◆ CHALLENGE
Pick out each line in the entries below that contains the word "flowering", and copy those lines.

◆ SOURCE MATERIAL
>> start
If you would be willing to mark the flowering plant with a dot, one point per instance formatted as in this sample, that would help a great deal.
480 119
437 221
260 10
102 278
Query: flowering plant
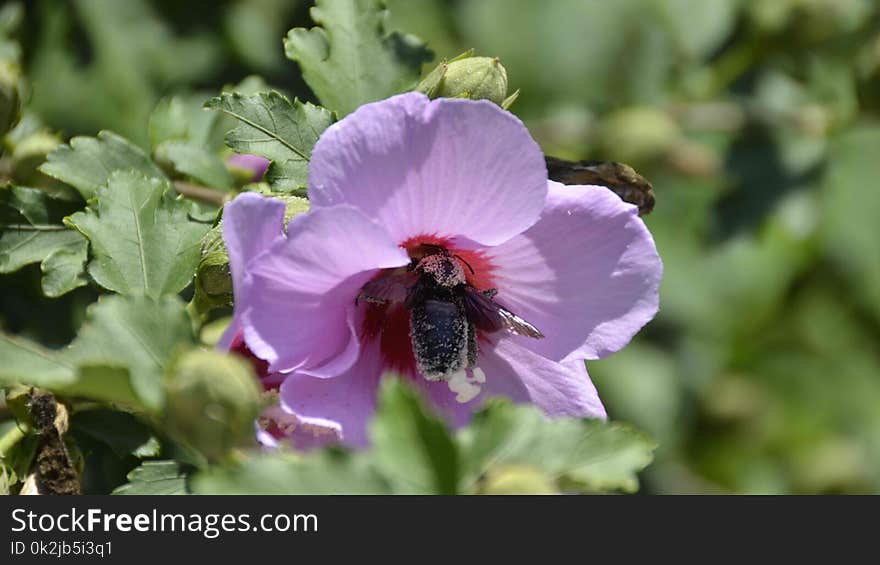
>> end
◆ TASK ANSWER
If you would be willing to mark the flowering plant with a dot, one point per instance formatted as in this sample, that would help a great deal.
Query: flowering plant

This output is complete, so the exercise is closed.